◆ MATERIALS PROVIDED ◆
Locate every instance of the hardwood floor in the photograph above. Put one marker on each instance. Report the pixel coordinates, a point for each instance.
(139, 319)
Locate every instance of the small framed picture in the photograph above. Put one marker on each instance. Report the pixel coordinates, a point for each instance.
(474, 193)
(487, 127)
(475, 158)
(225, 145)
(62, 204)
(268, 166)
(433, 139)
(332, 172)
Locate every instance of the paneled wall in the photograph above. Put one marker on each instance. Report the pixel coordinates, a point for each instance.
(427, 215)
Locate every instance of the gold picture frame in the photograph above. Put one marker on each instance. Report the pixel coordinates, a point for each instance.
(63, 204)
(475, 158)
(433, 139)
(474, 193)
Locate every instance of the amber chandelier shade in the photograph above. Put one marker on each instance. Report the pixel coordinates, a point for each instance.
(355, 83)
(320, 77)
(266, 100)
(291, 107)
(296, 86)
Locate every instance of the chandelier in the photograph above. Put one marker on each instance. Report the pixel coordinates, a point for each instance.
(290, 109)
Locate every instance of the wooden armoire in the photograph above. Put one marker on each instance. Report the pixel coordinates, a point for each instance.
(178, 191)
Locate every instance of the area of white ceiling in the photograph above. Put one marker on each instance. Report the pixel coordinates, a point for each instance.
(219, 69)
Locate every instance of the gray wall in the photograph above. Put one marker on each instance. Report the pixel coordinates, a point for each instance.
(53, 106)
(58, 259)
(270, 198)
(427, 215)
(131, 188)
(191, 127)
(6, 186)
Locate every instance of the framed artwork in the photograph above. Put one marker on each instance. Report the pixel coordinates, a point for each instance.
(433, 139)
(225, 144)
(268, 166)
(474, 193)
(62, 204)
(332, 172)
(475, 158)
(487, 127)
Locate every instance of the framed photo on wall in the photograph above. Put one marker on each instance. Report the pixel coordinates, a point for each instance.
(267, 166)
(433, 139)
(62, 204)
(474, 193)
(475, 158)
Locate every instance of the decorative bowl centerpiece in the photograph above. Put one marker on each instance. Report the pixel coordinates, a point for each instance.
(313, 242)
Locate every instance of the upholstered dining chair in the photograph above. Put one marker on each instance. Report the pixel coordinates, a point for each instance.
--
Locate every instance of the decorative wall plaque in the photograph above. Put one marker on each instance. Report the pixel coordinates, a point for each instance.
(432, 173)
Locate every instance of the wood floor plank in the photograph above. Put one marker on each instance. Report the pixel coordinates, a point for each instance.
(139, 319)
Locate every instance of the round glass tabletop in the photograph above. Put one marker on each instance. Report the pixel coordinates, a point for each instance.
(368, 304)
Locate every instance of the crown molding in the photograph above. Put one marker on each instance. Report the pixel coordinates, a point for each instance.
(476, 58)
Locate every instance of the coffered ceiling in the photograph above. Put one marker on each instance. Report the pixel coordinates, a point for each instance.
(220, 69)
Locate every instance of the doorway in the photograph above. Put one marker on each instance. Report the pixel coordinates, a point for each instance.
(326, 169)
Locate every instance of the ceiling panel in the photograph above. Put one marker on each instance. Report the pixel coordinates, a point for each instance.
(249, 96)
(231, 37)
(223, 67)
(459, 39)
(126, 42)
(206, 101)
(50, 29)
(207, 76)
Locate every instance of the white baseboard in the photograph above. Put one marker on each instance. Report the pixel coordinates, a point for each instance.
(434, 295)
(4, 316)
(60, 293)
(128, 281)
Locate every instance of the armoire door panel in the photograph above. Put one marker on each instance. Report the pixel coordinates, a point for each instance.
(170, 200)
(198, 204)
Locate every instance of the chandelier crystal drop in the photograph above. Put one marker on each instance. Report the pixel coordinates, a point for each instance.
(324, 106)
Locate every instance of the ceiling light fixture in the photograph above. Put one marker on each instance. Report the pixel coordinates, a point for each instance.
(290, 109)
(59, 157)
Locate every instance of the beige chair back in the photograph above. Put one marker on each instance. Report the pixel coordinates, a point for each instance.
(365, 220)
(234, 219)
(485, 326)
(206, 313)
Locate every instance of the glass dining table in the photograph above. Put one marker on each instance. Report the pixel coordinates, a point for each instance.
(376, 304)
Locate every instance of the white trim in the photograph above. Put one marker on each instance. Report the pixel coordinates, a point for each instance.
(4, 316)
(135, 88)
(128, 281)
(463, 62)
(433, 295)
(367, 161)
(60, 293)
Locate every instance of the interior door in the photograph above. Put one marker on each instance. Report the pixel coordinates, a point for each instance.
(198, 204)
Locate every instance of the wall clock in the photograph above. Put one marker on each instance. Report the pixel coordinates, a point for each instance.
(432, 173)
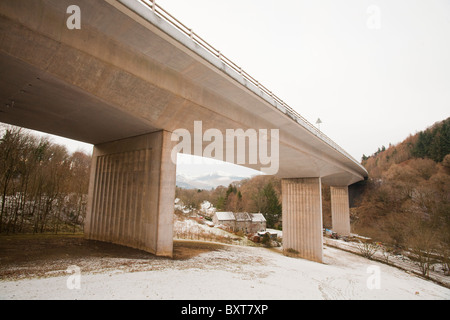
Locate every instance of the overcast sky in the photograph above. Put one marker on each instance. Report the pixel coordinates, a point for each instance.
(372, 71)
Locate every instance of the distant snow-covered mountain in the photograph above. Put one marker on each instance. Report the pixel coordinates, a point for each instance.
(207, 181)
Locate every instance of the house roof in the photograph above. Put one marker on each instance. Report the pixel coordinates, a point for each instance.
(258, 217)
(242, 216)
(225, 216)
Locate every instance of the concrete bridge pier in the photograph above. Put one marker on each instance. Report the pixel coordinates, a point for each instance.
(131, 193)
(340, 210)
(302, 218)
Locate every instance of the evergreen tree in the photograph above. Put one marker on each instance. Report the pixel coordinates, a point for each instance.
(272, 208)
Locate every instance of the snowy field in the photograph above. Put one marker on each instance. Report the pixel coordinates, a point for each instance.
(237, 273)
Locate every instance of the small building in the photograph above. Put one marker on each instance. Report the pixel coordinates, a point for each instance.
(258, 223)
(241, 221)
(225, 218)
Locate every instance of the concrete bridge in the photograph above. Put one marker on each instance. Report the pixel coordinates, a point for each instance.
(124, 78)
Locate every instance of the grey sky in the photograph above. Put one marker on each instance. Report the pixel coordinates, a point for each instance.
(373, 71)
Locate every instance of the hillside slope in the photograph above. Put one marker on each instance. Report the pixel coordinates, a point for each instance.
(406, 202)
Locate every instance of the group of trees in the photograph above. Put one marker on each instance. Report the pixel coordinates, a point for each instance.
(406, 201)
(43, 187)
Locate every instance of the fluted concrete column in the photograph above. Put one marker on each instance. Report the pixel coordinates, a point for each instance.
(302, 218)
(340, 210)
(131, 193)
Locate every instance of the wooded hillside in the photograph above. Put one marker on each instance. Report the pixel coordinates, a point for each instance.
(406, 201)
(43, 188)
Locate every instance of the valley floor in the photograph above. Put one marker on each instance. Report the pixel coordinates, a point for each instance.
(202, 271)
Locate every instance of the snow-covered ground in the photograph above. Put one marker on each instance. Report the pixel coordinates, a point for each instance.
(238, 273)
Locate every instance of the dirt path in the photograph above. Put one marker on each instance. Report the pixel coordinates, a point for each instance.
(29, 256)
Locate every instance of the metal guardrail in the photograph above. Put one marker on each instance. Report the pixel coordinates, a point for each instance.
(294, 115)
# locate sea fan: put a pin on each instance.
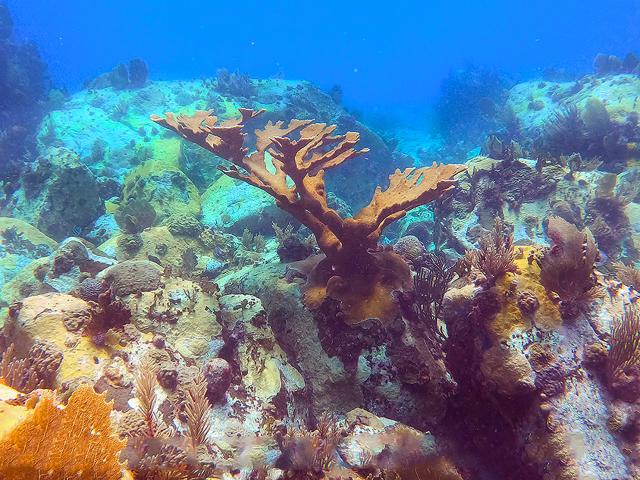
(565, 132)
---
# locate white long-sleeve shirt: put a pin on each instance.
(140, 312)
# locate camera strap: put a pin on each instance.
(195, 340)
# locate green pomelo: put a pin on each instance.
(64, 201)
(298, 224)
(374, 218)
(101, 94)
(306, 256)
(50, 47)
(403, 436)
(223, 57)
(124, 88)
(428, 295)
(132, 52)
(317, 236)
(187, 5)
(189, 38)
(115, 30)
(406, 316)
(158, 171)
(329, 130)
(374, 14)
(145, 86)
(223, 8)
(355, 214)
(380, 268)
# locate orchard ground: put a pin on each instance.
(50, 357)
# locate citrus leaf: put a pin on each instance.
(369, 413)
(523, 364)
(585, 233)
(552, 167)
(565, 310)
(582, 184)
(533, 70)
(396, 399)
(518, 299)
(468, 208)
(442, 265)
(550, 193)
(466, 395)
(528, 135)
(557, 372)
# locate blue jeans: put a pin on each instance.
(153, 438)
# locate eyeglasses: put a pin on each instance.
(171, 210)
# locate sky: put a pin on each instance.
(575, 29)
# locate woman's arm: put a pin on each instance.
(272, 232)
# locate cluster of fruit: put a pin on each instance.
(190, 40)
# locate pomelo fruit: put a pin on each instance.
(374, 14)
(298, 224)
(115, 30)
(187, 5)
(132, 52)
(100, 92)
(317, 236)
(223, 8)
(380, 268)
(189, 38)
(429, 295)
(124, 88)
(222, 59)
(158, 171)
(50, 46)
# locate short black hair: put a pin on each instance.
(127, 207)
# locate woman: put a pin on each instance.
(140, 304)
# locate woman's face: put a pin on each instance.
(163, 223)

◆ CHALLENGE ◆
Identify each line of the entries above that contains the string "pomelo", and copy every such line in full.

◆ TASK RESULT ◆
# locate green pomelo: put a pin on each instance.
# locate pomelo fruit: put a pin on each instance.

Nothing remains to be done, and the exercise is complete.